## Exercise aim
Reproduce every one of the following records verbatim, keeping each line unchanged.

.....

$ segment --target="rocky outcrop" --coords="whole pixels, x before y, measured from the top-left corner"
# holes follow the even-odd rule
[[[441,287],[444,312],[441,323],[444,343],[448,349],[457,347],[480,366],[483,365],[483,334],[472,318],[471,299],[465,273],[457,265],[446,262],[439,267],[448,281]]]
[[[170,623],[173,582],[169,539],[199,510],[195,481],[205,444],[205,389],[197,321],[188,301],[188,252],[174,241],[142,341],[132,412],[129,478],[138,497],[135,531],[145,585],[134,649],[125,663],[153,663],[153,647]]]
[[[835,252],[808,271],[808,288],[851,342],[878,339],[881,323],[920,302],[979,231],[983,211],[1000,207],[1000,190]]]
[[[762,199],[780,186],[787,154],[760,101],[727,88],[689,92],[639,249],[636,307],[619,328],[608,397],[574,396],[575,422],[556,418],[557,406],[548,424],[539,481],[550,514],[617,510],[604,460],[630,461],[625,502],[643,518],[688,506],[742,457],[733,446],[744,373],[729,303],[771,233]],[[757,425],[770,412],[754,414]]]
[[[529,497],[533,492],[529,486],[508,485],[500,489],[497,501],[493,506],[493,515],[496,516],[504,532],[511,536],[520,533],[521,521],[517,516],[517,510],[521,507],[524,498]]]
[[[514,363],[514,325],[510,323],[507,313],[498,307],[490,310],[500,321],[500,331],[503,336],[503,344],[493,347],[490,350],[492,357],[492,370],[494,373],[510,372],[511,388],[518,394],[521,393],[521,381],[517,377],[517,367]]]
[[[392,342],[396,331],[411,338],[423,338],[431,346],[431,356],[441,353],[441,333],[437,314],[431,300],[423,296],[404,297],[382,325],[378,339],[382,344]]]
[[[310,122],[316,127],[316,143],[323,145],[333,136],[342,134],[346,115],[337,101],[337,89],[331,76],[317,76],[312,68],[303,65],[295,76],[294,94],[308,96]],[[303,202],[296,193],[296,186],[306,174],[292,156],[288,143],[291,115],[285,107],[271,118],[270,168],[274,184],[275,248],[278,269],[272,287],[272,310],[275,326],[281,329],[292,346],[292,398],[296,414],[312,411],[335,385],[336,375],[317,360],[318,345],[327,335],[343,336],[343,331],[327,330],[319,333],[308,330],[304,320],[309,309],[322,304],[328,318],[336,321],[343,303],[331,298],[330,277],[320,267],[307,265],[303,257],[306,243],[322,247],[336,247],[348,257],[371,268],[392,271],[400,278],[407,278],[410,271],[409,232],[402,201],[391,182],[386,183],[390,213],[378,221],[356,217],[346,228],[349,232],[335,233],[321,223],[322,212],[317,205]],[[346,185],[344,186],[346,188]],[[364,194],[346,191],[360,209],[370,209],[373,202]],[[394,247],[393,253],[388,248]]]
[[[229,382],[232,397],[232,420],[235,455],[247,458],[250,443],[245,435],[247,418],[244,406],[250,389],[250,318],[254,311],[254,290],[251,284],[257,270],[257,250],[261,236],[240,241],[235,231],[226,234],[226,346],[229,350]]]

.....

## Result of this exercise
$ segment --target="rocky outcrop" --coords="whole pixels, x before y, measured from the top-left corner"
# holes follow the even-odd rule
[[[441,287],[444,312],[441,323],[444,343],[448,349],[457,347],[480,366],[483,365],[483,334],[472,318],[471,299],[465,273],[457,265],[446,262],[439,267],[448,281]]]
[[[170,623],[173,582],[169,539],[199,510],[195,481],[205,444],[205,389],[197,321],[188,301],[188,252],[174,241],[142,341],[132,412],[129,478],[138,497],[135,531],[145,585],[134,649],[125,663],[153,663],[153,647]]]
[[[835,252],[808,271],[808,288],[851,342],[878,339],[881,323],[920,302],[979,231],[983,211],[1000,207],[1000,190]]]
[[[762,199],[780,186],[787,154],[760,101],[727,88],[689,92],[639,249],[636,307],[619,328],[608,397],[574,396],[575,422],[556,418],[557,406],[548,424],[539,481],[550,514],[617,510],[604,460],[630,461],[625,502],[643,518],[688,506],[742,457],[733,446],[744,373],[729,303],[771,233]],[[757,425],[770,412],[754,414]]]
[[[529,497],[533,492],[529,486],[508,485],[500,489],[497,501],[493,506],[493,515],[496,516],[504,532],[511,536],[520,533],[521,521],[517,516],[517,510],[521,507],[524,498]]]
[[[514,363],[514,325],[510,323],[507,313],[498,307],[490,310],[500,321],[500,331],[503,336],[503,344],[493,347],[490,350],[492,357],[492,370],[494,373],[510,372],[511,388],[518,394],[521,393],[521,381],[517,377],[517,367]]]
[[[392,342],[396,331],[411,338],[423,338],[431,346],[431,356],[441,353],[441,333],[437,314],[431,300],[423,296],[404,297],[382,325],[378,339],[382,344]]]
[[[310,122],[316,127],[316,143],[323,145],[333,136],[342,134],[346,115],[337,101],[337,89],[331,76],[317,76],[312,68],[303,65],[295,76],[294,94],[308,96]],[[303,202],[296,193],[296,186],[306,174],[292,156],[288,143],[291,115],[285,107],[271,118],[270,168],[274,184],[275,248],[278,269],[272,287],[272,310],[275,326],[281,329],[292,346],[292,398],[296,414],[312,411],[335,385],[336,375],[317,360],[318,345],[327,335],[343,336],[343,331],[327,330],[319,333],[308,330],[304,320],[309,309],[322,304],[328,318],[336,321],[343,303],[331,298],[330,277],[320,267],[307,265],[303,257],[306,243],[322,247],[336,247],[348,257],[371,268],[392,271],[400,278],[407,278],[410,271],[409,232],[402,201],[391,182],[386,183],[390,213],[378,221],[356,217],[346,228],[349,232],[335,233],[321,223],[322,212],[317,205]],[[346,185],[344,186],[346,188]],[[364,194],[346,191],[360,209],[370,209],[373,202]],[[394,247],[393,253],[388,248]]]
[[[229,382],[232,397],[232,420],[235,455],[247,458],[250,443],[245,435],[247,418],[244,406],[250,389],[250,318],[254,311],[254,290],[251,284],[257,270],[257,250],[261,236],[240,241],[235,231],[226,234],[226,346],[229,350]]]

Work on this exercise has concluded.